### Excerpt to read
As with any belief structure or moral code, straight edge is not the same for everyone.
Priorities of abstinence may differ for each of us. There are those that believe vegetarian/vegan diets should be a staple of an edge lifestyle, while others feel promiscuous sex need not be a part of the discussion. To each their own, one might say. I try to limit my judgments when it comes to the choices of others in the community, even if I feel strongly in another direction
what is the point of living this positive lifestyle if your physical or mental health is potentially fatal without help?
This is why I struggle with the debate surrounding the use of prescription and over the counter medications. I applaud those who are able to abstain from the use of pain relievers, cold medication, or even anti-depressants. I’ve heard some go so far as to claim they refuse anesthesia and antibiotics. I am content in understanding that will never be me.

### Supplied data
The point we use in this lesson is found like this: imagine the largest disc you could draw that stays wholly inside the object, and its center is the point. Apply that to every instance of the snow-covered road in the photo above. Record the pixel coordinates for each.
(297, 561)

### Study questions
[a] In the straight edge passage, what does the writer say some people claim they refuse?
[b] Output the part of the straight edge passage from "Priorities of abstinence" to "fatal without help?", copied word for word.

### Responses by task
[a] Anesthesia and antibiotics.

[b]
Priorities of abstinence may differ for each of us. There are those that believe vegetarian/vegan diets should be a staple of an edge lifestyle, while others feel promiscuous sex need not be a part of the discussion. To each their own, one might say. I try to limit my judgments when it comes to the choices of others in the community, even if I feel strongly in another direction
what is the point of living this positive lifestyle if your physical or mental health is potentially fatal without help?